| PROMPT A |
Reproduce the part of the text on Katalin Kariko that begins at the words "When I was at" and stops after the words "will be students.".
| PROMPT B |
Resume the text on Katalin Kariko right after its last sentence and keep it going.

| GIVEN TEXT |
◆ ◆ ◆ ◆ ◆

Katalin Kariko on Early Interest in Biology
  Katalin Kariko     Biography    
Recorded: 27 Sep 2023

When I was at the high school, according to the paperwork there, at 16, I already announced I will be a biologist. I don't remember that, but it was written there, and then two biology teacher was assigned to help me, to assist. There was an excellent biology teacher, and he believed that I can be a researcher, which I had no idea, but then I started to believe myself. It is very important that you have somebody who encouraging you, the teacher is doing that. I decided that because my sister went to the University, to Budapest, I decided that I would also go there, and together we will be students.

When I learned that the Biological Research Center open in Szeged, Hungary, and Szeged is a big city. I said I have to go there to the University so I can get a job on that research center, which, actually, again, next week will be celebrating the 50th anniversary. I decided that I would go to study biology, and I will work, that was my dream, work in the Biological Research Center, Szeged.

Dr. Katalin Kariko is a biochemist and adjunct professor of neurosurgery at the University of Pennsylvania. She won the 2023 Nobel Prize in Physiology or Medicine for her work in developing mRNA vaccines against COVID-19. She completed her schooling at the University of Szeged and carried out her post-doctoral work at the Institute of Biochemistry, Biological Research Centre of Hungary.

Dr. Kariko received her Bachelor of Sciences in Biology in 1978 and her PhD in Biochemistry in 1982 from the University of Szeged. She completed her post-doctoral work at the Institute of Biochemistry, Biological Research Centre of Hungary until 1985, when her lab at the Biological Research Centre lost funding. She then moved to the United States and carried out post-doctoral work at Temple University from 1981 to 1988 and at the Uniformed Services University of the Health Sciences from 1988 to 1989. She then joined the faculty of the University of Pennsylvania in the Perelman School of Medicine’s neurosurgery department in 1989.

◆ ◆ ◆ ◆ ◆

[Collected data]
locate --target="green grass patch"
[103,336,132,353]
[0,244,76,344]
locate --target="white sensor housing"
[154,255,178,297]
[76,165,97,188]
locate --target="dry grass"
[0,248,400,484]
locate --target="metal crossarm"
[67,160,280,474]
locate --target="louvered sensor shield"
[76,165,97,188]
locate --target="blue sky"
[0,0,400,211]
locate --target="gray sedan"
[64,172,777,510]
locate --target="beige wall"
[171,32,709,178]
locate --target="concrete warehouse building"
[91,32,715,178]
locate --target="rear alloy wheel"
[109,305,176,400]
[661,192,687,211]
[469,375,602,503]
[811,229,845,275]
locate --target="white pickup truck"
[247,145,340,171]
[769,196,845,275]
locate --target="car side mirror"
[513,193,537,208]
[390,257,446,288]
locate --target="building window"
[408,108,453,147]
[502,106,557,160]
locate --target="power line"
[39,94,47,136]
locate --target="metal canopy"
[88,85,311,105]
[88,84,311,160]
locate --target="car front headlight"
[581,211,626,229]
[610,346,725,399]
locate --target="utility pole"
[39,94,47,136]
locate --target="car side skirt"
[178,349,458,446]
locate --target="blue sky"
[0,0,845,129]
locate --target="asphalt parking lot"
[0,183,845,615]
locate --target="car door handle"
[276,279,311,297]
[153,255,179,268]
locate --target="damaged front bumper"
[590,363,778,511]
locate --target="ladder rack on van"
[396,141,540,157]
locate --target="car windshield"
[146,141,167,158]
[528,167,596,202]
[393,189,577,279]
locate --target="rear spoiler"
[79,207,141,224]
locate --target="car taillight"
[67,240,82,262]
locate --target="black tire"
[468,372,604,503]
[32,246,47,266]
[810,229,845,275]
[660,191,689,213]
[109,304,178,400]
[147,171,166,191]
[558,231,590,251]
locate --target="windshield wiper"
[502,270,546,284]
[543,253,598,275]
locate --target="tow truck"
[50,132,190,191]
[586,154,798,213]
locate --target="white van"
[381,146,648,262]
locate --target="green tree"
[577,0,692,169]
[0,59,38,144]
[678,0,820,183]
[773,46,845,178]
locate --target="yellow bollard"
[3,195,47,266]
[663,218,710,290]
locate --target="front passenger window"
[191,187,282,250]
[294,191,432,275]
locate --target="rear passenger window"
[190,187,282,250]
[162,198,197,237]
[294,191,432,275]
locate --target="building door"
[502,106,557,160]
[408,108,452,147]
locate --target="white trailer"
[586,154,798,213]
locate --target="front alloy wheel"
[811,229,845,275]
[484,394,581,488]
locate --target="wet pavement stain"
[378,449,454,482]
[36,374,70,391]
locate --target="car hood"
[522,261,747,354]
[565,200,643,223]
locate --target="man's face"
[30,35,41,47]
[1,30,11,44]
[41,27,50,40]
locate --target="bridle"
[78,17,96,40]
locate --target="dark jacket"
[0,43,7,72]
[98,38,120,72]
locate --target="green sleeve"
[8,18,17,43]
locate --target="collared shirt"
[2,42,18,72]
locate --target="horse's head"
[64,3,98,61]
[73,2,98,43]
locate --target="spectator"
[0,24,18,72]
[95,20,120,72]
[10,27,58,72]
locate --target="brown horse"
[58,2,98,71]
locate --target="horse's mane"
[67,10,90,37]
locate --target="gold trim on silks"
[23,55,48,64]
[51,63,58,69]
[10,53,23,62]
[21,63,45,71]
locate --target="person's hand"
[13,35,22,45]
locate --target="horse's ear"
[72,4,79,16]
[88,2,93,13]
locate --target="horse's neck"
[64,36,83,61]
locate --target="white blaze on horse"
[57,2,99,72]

◆ ◆ ◆ ◆ ◆

| WRITTEN ANSWER A |
When I was at the high school, according to the paperwork there, at 16, I already announced I will be a biologist. I don't remember that, but it was written there, and then two biology teacher was assigned to help me, to assist. There was an excellent biology teacher, and he believed that I can be a researcher, which I had no idea, but then I started to believe myself. It is very important that you have somebody who encouraging you, the teacher is doing that. I decided that because my sister went to the University, to Budapest, I decided that I would also go there, and together we will be students.

| WRITTEN ANSWER B |
At the University of Pennsylvania, she began to collaborate with immunologist Drew Weissman, where the two experimented with modifying mRNA. In the early 2000’s, Kariko and Weissman discovered that swapping uridine with pseudouridine in mRNA created a molecule with favorable attributes such as reduced adverse reactions. This breakthrough led the way for many other modified mRNA molecules to be potentially used in a multitude of future medical applications, including developing effective mRNA vaccines against the COVID-19 virus during the height of the pandemic in 2020. For their development of mRNA biotechnology, Dr. Kariko and Dr. Weissman were awarded the 2023 Nobel Prize in Physiology or Medicine.

Outside of the Nobel Prize, Dr. Kariko has received numerous awards for her contributions to science including the Lasker-DeBakey Clinical Medical Research Award in 2021, the Novo Nordisk Prize in 2022, being inducted into the National Inventors Hall of Fame in 2023, the Harvey Prize in Human Health in 2024, and elected to the National Academy of Sciences in 2025.